**PASSAGE TO READ:**
Nestled in southcentral Oklahoma lies Chickasaw Country, on the lands of the Chickasaw Nation. Visitors can learn about the fascinating heritage of the Chickasaw and their forced removal to Oklahoma from the Southeast, watch dancers perform in dress adorned with deer toe and turtle shell, and explore a replica village. Culture-seekers can also head to Tishomingo to see the historic Chickasaw Nation capitol and outdoor lovers can zipline over Turner Falls or take in the waters of the Chickasaw National Recreation Area.
Many parts of Hawai’i qualify as “rural” but the entire island of Molokai is like a throwback to another time. So small there aren’t even stoplights, this small island community is known in times historic and contemporary for canoe paddling and as the birthplace of hula. Stay at the island’s one midcentury modern hotel or a vacation rental and take in the island’s natural beauty, from the sea cliffs to a guided tour and cultural talk to the lush Halawa Valley. Cap the day off with a late-night visit to the island’s worst kept secret—Hot Bread served out of a bakery window slathered with all manner of decadent toppings.
The Matanuska-Susitna Valley
Known locally as “MatSu” or “The Valley”, this is where Alaskans and adventure-seeking visitors from “Outside” come to partake in recreation. The annual State Fair is a top draw, attracting visitors to gawk at monster-sized vegetables (winning cabbages routinely weigh in at over a thousand pounds), while each season brings different adventures, from hiking Hatcher Pass or guided trekking on the Matanuska Glacier to taking watercraft or snowmachines (“snowmobile” is not a used word here) out on the many lakes and trails throughout the region. The many rivers crisscrossing the Valley are also a boon to sports fishing—some even have picture-perfect views of Denali on a clear day.

**INFORMATION SHOWN:**
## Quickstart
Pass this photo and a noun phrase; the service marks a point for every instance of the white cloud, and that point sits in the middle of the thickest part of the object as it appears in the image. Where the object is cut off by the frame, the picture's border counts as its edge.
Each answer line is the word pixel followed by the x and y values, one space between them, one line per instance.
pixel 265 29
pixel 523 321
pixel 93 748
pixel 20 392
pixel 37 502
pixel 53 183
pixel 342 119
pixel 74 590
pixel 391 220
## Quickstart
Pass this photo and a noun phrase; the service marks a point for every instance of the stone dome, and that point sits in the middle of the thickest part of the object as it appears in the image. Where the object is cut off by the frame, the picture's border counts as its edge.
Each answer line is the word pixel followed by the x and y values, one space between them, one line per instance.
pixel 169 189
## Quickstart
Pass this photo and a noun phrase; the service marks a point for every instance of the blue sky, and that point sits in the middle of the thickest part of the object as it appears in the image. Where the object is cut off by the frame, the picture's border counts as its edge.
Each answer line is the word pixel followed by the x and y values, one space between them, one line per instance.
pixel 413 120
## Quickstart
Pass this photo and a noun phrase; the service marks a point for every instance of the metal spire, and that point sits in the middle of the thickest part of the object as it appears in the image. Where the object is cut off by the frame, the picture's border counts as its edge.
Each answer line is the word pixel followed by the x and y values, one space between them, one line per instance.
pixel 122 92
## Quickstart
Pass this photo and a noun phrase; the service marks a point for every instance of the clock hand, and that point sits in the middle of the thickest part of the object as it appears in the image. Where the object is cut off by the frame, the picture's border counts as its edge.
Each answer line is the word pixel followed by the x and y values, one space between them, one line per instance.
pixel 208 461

**TASK SET:**
**A)** In the passage about rural travel destinations, what are the two local names for the Matanuska-Susitna Valley?
**B)** Continue the passage about rural travel destinations from its last sentence.
The listing comes from a different source than the passage about rural travel destinations.

**TASK-BY-TASK OUTPUTS:**
**A)** It is known locally as "MatSu" or "The Valley."

**B)**
WHERE: Washington State
Whether dining on fresh produce from inland farms or the fresh catch from the nearby Salish Sea, visitors to Bellingham and the surrounding communities have no shortage of natural beauty to take in. Take a weekend retreat at a seaside resort in Blaine, hugged up against the Canadian border with Mount Baker as a scenic backdrop, or go kayaking in the bays that hug the coast. For a European flavor, head inland to Lynden, a Dutch-American enclave complete with Dutch-style storefronts and bakeries.
The mountains of southern Missouri and northern Arkansas are a prime spot for rural recreation. Table Rock Lake draws visitors for boating and fishing, particularly to the nearby Big Cedar Lodge, founded by a conservationist who also founded Bass Pro Shops. With marinas dotting the winding mountain lake and outdoor attractions like golf, hiking, and just enjoying the crisp mountain air, these mid-continent mountains are more than just a regional tourism draw.
Glacier National Park is a nearby draw, and for those not staying in the park the small-town feel of Whitefish’s storefronts and restaurants can be infectious. Winter visitors can take to the slopes at the Whitefish Mountain Resort, while summer recreation may include activities as involved as canoeing or paddle boarding on Whitefish Lake, or sipping cocktails at The Lodge at Whitefish Lake.
Yes, you can still pan for gold in Mariposa County, at the gates of Yosemite National Park. You can’t pan for gold in the park, but visitors wanting to explore California’s Gold Rush history can the California State Mining and Mineral Museum or take a gold panning course before heading out to the Merced River to attempt it for themselves before heading in to take in the natural beauty of the National Park.
Convenient to both Portland and Bangor, Maine’s Central Coast is the destination for all things stereotypically Maine: lobster boils, charming seaside towns with quiet local general stores, and secluded coves for beach picnics. The best way to get out on the water and see the scenery is on a multi-night windjammer cruise with the Maine Windjammer Association onboard one of their historic windjammers (the oldest is over 150 years old!)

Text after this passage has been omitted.